TASK OBJECTIVE => In the records below, the line containing "pillow. Write the coordinates, one line per instance." is the first to keep. Retype it and all later lines exactly, through the end.
-------- RECORDS FOR THE TASK --------
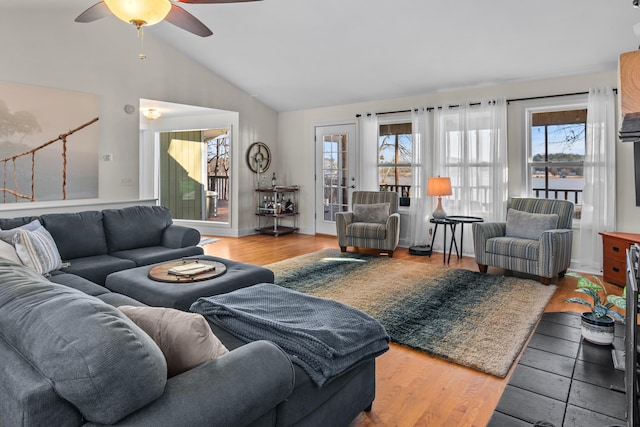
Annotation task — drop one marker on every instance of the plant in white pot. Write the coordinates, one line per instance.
(599, 323)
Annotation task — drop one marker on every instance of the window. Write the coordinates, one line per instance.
(556, 157)
(395, 151)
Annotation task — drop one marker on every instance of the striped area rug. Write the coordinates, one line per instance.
(477, 320)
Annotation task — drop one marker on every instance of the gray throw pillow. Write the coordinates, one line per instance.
(374, 212)
(526, 225)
--------
TASK SOLUTION =>
Annotation task — drop one marker on every instance of the gray throw pillow. Write the coordinates, one line per instance.
(374, 212)
(526, 225)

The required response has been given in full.